→ **EXTRACT TO READ**:
<<<<
I really appreciate any feedback and thank you in advance

warm regards

lisam81


----------



## anna1 (Mar 22, 2014)

Lisam81 said:


> Hi everyone,
> 
> Just joined the site after someone mentioned it.
> 
> ...


 Welcome and best of luck with your goals

so that routine is what you repeat every time ?

I would start practicing compound lifts ( squats , deadlifts etc )

then add isolation work like what you do

not much upper body work there . How did you come up with this routine?


----------



## Lisam81 (Jul 7, 2019)

Thanks for the reply Anna,

yes that's the routine I repeat every time, not necessarily in that order.

I was lifting light weights at home doing chest press, shoulder press, deadlifts, over head press until I started the gym. I was thinking start doing them again and use gym as a top up and leg/cardio workout. Not sure if that's too much?

I just did Research online, YouTube and asking around is how I came up with it.


----------



## anna1 (Mar 22, 2014)

Lisam81 said:


> Thanks for the reply Anna,
> 
> yes that's the routine I repeat every time, not necessarily in that order.
> 
> ...


 That's amazing then , why would you drop the compound lifts ?

They should be the core of your workout and then implement with the rest of isolation movements you're doing. No , I don't feel it's too much. Split your workouts between muscle groups to give yourself time to recuperate x


----------



## InkMinx (Feb 5, 2019)

Hi Lisa,

I think Anna has already given you some pretty solid advice regarding your training but a few other things of note; There are some online MACRO calculators that can give you a breakdown of how many calories you want to be looking at per day based on your age, build and activity level. You may find with what your currently eating that your not quite eating enough, a common mistake for dieters is to eat at little as possible in order to lose weight quicker, but not only is this not sustainable but it slows your metabolism and also while in a deficit you will not be able to build muscle. Adding a healthy snack option or 2 wouldn't go amiss and will help keep your blood sugar consistent among other things.
>>>>
→ **RECORDED DATA**:
<<<<
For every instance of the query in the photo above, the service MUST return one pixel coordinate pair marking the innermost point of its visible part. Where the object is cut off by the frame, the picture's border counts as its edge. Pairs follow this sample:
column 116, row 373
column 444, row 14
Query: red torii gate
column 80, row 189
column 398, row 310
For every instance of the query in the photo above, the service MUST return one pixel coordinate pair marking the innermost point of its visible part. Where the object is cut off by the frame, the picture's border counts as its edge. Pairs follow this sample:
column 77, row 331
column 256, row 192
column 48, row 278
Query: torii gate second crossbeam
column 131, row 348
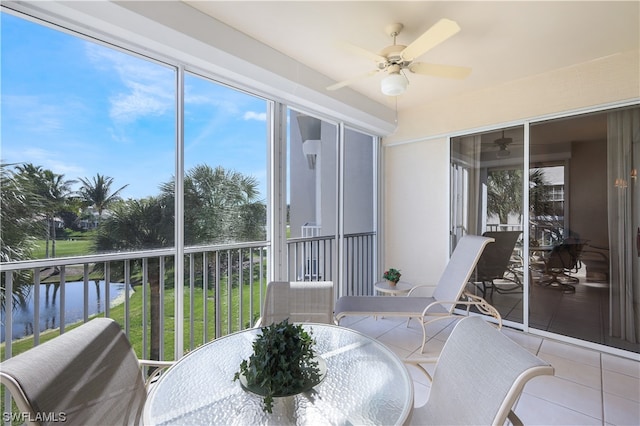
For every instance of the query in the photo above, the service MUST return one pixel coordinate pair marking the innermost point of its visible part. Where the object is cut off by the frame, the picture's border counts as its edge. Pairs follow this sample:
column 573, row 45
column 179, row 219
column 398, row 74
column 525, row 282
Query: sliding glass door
column 577, row 217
>>>>
→ **TASK STATEMENT**: Could you give the gym-routine thread again from "I would start" to "(Jul 7, 2019)", updated so that "compound lifts" reads "multi-joint lifts"?

→ **FULL ANSWER**:
I would start practicing multi-joint lifts ( squats , deadlifts etc )

then add isolation work like what you do

not much upper body work there . How did you come up with this routine?


----------



## Lisam81 (Jul 7, 2019)